Exercise details »
Gather every line in the entries below that contains the word "window". Case counts, so a line with the word in different capitalization does not match.

Material shown »
◇ ◇ ◇ ◇

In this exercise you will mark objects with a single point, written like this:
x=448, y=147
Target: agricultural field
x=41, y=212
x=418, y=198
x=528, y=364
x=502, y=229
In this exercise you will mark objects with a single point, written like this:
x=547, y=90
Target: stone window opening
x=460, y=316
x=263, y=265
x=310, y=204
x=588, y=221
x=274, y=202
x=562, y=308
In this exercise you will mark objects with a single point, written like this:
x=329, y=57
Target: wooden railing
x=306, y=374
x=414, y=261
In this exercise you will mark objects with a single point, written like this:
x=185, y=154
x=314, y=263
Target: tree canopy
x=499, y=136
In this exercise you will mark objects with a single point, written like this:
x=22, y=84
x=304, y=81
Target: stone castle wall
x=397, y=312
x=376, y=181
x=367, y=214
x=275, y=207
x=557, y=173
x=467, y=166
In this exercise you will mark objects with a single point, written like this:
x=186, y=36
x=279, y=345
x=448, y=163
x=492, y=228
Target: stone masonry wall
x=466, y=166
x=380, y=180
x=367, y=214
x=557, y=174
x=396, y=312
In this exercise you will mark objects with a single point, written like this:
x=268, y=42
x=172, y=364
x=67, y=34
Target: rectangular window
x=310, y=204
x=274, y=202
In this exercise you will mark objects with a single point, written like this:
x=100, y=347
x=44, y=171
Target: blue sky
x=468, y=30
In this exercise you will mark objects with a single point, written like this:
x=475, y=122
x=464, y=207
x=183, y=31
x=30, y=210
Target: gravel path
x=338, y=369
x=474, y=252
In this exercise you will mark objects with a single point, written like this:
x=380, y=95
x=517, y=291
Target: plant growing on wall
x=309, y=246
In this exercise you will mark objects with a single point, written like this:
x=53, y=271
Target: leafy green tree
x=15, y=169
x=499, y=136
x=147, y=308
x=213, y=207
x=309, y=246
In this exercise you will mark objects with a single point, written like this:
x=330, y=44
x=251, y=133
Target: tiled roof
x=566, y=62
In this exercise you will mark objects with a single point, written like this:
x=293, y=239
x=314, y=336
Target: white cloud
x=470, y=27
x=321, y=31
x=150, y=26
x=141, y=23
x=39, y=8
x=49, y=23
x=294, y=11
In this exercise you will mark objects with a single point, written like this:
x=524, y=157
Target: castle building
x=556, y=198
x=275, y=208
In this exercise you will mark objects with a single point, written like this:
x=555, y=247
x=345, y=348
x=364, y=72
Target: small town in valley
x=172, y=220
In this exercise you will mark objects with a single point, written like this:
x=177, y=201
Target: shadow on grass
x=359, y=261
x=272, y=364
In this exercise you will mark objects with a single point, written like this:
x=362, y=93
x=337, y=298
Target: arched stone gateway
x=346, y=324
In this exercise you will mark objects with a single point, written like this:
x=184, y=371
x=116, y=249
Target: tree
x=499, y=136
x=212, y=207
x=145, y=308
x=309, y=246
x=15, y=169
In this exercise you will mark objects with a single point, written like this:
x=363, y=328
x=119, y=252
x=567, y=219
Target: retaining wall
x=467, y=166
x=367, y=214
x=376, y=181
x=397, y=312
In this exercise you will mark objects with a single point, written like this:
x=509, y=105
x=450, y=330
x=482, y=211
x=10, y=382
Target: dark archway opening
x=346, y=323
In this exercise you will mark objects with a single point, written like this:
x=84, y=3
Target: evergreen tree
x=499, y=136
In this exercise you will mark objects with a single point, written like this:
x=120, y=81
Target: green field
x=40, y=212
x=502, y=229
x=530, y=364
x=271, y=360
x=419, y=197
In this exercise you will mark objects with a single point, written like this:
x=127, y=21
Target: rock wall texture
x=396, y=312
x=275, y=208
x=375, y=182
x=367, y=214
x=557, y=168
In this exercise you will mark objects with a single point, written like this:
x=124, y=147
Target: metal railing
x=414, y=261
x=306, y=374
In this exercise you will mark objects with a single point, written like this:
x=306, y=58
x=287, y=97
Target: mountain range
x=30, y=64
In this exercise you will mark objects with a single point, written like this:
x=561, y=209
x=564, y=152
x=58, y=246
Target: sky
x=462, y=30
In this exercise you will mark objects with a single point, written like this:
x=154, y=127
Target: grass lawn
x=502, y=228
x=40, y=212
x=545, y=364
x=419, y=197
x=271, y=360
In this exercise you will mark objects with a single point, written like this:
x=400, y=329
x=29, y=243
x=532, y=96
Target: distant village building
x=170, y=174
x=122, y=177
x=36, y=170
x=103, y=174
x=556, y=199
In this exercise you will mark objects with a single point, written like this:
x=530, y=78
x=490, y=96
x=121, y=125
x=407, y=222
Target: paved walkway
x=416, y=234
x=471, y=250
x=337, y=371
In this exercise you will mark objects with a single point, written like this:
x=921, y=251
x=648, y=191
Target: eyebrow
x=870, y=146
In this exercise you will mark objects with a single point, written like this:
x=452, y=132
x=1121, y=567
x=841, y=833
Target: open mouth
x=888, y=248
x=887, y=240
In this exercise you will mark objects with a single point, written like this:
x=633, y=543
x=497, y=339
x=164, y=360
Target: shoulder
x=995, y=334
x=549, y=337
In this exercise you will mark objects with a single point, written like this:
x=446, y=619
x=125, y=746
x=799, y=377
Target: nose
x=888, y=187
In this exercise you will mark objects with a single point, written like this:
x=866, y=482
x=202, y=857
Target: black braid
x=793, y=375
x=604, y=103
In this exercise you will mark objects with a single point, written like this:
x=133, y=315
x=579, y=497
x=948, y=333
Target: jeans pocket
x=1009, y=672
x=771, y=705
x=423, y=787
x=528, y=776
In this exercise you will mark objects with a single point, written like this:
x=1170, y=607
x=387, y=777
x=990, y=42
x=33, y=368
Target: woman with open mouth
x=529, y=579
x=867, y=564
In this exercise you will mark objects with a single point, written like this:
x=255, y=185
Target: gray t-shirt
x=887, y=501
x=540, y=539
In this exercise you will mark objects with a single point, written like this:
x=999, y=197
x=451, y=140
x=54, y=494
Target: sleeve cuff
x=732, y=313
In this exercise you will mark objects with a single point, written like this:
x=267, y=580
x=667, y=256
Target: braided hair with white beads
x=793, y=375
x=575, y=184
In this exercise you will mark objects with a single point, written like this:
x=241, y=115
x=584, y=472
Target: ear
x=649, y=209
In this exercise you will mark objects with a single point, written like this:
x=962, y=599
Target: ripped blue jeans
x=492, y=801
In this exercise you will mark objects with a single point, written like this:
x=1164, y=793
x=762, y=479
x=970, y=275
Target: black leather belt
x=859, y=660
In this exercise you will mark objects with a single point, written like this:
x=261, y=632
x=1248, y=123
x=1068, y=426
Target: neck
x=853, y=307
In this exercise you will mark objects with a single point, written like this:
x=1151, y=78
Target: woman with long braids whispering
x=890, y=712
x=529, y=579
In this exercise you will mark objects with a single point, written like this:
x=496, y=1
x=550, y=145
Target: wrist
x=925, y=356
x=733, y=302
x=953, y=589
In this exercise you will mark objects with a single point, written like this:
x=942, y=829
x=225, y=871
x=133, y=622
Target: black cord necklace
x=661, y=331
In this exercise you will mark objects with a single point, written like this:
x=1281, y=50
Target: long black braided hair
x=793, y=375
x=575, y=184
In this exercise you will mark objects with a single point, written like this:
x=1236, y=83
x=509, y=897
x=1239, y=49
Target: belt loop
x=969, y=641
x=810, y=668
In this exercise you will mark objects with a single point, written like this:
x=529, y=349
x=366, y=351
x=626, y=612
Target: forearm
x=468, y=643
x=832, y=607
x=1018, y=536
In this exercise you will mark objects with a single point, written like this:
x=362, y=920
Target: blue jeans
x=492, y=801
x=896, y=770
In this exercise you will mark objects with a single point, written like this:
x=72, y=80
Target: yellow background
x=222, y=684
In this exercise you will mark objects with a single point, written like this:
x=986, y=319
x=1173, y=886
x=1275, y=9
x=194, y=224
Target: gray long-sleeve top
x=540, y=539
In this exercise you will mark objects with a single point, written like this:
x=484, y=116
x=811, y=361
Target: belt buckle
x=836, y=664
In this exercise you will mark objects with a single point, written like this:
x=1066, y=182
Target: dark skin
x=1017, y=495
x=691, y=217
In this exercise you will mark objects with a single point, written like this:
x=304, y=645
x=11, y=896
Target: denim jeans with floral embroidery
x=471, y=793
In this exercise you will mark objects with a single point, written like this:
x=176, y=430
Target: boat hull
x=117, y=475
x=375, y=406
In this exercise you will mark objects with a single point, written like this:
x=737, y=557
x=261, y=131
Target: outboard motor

◇ ◇ ◇ ◇

Answer to this exercise »
Target: stone window opening
Target: rectangular window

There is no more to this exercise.